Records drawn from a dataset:

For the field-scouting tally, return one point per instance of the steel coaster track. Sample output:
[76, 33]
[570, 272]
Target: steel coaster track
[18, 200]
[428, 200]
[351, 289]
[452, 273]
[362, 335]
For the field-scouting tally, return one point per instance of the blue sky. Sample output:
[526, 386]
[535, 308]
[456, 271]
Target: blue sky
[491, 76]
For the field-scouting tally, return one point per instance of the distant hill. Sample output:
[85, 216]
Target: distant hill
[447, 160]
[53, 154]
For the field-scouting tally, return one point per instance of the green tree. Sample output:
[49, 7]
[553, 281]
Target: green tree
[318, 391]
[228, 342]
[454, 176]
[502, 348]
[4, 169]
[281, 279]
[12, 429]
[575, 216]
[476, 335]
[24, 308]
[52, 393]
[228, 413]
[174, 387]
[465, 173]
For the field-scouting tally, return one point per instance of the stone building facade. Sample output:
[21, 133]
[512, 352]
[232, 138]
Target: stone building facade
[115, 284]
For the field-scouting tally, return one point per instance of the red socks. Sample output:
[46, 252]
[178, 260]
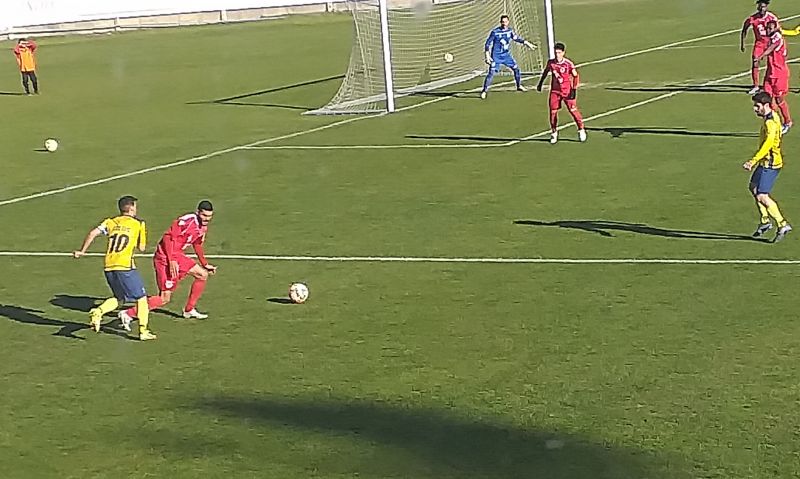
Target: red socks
[194, 295]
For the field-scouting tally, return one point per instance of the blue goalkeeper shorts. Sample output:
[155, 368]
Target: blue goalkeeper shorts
[498, 62]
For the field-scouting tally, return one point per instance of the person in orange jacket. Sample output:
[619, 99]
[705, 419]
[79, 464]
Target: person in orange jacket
[26, 59]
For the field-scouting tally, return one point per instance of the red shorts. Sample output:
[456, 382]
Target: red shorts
[759, 49]
[163, 280]
[559, 97]
[777, 86]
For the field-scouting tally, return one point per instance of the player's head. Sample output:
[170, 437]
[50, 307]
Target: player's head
[772, 27]
[127, 205]
[205, 211]
[762, 103]
[559, 48]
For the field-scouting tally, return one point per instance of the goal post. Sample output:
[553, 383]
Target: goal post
[407, 47]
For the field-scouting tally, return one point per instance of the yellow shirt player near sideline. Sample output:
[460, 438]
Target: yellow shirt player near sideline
[768, 162]
[125, 233]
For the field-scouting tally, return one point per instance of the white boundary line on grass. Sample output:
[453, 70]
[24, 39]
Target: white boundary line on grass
[414, 259]
[231, 149]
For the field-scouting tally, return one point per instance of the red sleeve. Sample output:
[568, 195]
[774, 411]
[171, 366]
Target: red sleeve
[201, 256]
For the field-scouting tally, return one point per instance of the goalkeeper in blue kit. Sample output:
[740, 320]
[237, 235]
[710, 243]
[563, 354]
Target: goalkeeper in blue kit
[498, 53]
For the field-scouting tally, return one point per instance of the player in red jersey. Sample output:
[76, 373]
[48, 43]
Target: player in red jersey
[172, 264]
[776, 79]
[759, 22]
[563, 89]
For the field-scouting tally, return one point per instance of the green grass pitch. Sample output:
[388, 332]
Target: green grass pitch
[403, 370]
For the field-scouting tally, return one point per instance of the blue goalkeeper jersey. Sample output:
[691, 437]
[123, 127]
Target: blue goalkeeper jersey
[499, 42]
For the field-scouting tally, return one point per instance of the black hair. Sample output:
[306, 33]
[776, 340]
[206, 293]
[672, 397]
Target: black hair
[126, 202]
[762, 98]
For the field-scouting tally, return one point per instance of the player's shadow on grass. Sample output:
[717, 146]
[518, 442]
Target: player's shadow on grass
[66, 329]
[476, 138]
[716, 88]
[244, 99]
[280, 301]
[433, 442]
[619, 131]
[605, 228]
[83, 304]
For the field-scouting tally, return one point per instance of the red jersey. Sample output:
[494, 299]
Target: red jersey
[564, 76]
[185, 231]
[776, 61]
[759, 25]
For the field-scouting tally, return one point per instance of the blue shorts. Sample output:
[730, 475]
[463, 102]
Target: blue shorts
[127, 285]
[497, 63]
[763, 179]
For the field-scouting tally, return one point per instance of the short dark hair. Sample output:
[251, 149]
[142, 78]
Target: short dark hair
[125, 203]
[762, 98]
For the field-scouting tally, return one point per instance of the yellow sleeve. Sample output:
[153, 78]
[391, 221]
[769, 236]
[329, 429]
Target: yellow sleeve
[142, 236]
[791, 33]
[770, 140]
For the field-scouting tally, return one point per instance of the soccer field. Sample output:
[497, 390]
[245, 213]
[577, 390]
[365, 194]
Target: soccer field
[483, 304]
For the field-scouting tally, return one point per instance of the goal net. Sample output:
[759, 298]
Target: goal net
[421, 33]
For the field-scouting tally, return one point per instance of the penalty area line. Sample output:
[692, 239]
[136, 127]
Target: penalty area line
[463, 260]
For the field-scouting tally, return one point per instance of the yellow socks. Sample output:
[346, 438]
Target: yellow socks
[144, 313]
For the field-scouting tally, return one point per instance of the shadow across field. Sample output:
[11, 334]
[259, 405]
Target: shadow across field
[606, 228]
[716, 88]
[479, 138]
[619, 131]
[246, 99]
[438, 443]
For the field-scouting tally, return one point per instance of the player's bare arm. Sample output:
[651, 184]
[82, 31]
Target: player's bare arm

• [Work to be completed]
Restate the entries word for word, though any image they contain should not appear.

• [Response to the task]
For the field-scouting tally, return one point per instance of the steel coaster track. Sample output:
[76, 33]
[570, 272]
Target: steel coaster track
[18, 200]
[428, 200]
[351, 289]
[452, 273]
[362, 335]
For the field-scouting tally, return one point per instance of the blue sky. Sample output:
[526, 386]
[535, 308]
[456, 271]
Target: blue sky
[491, 76]
For the field-scouting tally, return one point per instance of the distant hill. Sample output:
[85, 216]
Target: distant hill
[447, 160]
[53, 154]
For the field-scouting tally, return one point per instance of the green tree. Sample output:
[49, 7]
[553, 281]
Target: green tree
[318, 391]
[228, 342]
[454, 176]
[502, 348]
[4, 169]
[281, 279]
[12, 429]
[575, 216]
[476, 335]
[24, 308]
[52, 393]
[228, 413]
[174, 387]
[465, 173]
For the field-scouting tally, return one point per instance of the stone building facade. Sample output:
[21, 133]
[512, 352]
[232, 138]
Target: stone building facade
[115, 284]
For the field-scouting tally, return one point per instance of the red socks. Sample output:
[46, 252]
[178, 260]
Target: red socks
[194, 295]
For the field-scouting tally, return one point per instance of the blue goalkeeper shorts. Sample output:
[155, 368]
Target: blue goalkeeper shorts
[498, 62]
For the field-scouting tally, return one point per instance of the person in orange jacket. Sample output:
[619, 99]
[705, 419]
[79, 464]
Target: person in orange jacket
[26, 59]
For the field-scouting tally, return one point per instance of the red shorts. Sample output:
[456, 382]
Target: red shorts
[759, 49]
[163, 280]
[559, 97]
[777, 86]
For the field-scouting tally, return one point per instance of the player's head. Sample output:
[170, 437]
[50, 307]
Target: player's head
[772, 27]
[127, 205]
[205, 211]
[762, 103]
[559, 48]
For the field-scouting tally, return one point per instance of the goal post. Sample output:
[553, 383]
Target: goal post
[407, 47]
For the field-scouting tally, return one point per instance of the yellow shirt player near sideline. Sample output:
[460, 438]
Target: yellow shirt player near sideline
[768, 162]
[125, 233]
For the field-scouting tally, return one point per instance of the white boundary line on grass. Sample output:
[453, 70]
[24, 39]
Target: white boundary line on grass
[414, 259]
[231, 149]
For the field-scouting tally, return one point per instance of the red sleeve. Sample output:
[568, 195]
[774, 411]
[171, 366]
Target: red sleeve
[201, 256]
For the field-scouting tally, return one point per instance of the goalkeeper in blue kit. Sample output:
[740, 320]
[237, 235]
[710, 243]
[563, 354]
Target: goalkeeper in blue kit
[498, 53]
For the field-scouting tally, return one point per instance of the player in red jersey. Sample output:
[76, 373]
[48, 43]
Target: player in red jersey
[172, 264]
[776, 79]
[759, 22]
[563, 89]
For the field-scouting tally, return one point per instance of the green grass pitch. Sample output:
[388, 332]
Target: green grass pitch
[403, 370]
For the field-scouting tally, return one point per instance of the blue goalkeeper jersey. Sample output:
[691, 437]
[123, 127]
Target: blue goalkeeper jersey
[499, 42]
For the field-scouting tally, return one point per instance of the black hair. Sample output:
[306, 33]
[776, 340]
[206, 293]
[672, 397]
Target: black hair
[126, 202]
[762, 98]
For the field-scouting tally, return one point per instance of the player's shadow on grass. Sample output:
[717, 146]
[518, 442]
Target: player's shadow on grass
[66, 329]
[476, 138]
[716, 88]
[244, 99]
[280, 301]
[433, 442]
[619, 131]
[605, 228]
[83, 304]
For the field-scouting tally, return one point per instance of the red jersey. Sample output:
[494, 299]
Target: red jersey
[564, 76]
[185, 231]
[776, 61]
[759, 25]
For the field-scouting tally, return one point per instance of the blue shorts. Sample output:
[730, 475]
[463, 102]
Target: blue shorts
[127, 285]
[497, 63]
[763, 179]
For the field-scouting tally, return one point per instance of the short dark hair. Sample output:
[251, 149]
[142, 78]
Target: short dark hair
[125, 203]
[762, 98]
For the field-scouting tally, return one point per instance of the yellow sleeve. Sample output:
[153, 78]
[391, 221]
[769, 236]
[329, 429]
Target: yellow sleeve
[142, 236]
[791, 33]
[770, 140]
For the field-scouting tally, return one point per instance of the soccer field. Sample output:
[497, 390]
[245, 213]
[577, 390]
[365, 194]
Target: soccer field
[483, 304]
For the field-scouting tally, return one point per instance of the goal net. Sample output:
[759, 298]
Target: goal net
[421, 33]
For the field-scouting tally, return one point per instance of the penalty area line. Sample output:
[692, 239]
[136, 127]
Target: penalty area line
[463, 260]
For the field-scouting tally, return one point per instance of the yellow socks. Sample output:
[346, 438]
Target: yellow socks
[144, 313]
For the field-scouting tally, return one point per instance of the shadow across field. Sample output:
[11, 334]
[259, 405]
Target: shadow across field
[606, 228]
[716, 88]
[479, 138]
[619, 131]
[246, 99]
[438, 443]
For the field-scouting tally, return one point per instance of the player's bare arm. Sample output:
[651, 184]
[82, 31]
Target: player's bare arm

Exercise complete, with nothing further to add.